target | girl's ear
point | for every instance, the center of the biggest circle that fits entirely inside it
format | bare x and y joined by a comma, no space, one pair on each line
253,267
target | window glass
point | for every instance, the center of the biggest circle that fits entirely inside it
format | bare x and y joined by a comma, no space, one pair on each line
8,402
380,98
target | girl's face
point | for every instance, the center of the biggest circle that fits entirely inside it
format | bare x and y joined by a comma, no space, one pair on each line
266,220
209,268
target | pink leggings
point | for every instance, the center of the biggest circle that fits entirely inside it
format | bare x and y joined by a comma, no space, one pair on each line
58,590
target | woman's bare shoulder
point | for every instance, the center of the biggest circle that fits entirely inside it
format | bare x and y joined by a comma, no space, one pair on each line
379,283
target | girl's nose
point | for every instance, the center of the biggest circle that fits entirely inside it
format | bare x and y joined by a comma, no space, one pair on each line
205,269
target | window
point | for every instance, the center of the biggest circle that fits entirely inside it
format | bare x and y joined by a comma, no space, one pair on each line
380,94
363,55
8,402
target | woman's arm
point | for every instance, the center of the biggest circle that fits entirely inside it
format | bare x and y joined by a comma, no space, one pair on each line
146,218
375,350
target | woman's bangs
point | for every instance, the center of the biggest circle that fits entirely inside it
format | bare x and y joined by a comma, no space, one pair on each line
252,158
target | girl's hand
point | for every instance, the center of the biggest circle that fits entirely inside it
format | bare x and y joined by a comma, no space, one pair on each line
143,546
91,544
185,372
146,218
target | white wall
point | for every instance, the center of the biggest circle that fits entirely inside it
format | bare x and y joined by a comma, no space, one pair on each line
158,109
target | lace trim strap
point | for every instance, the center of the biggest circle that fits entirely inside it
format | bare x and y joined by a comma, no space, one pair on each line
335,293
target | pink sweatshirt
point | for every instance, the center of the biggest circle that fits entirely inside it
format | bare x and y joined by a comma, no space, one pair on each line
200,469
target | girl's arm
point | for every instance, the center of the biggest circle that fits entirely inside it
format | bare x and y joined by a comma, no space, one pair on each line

━━━━━━━━━━━━━━━━

> [What to do]:
Return every line of the material in which the word "girl" is found.

> [Reply]:
target | girl's ear
target | girl's face
target | girl's nose
target | girl's hand
target | girl's arm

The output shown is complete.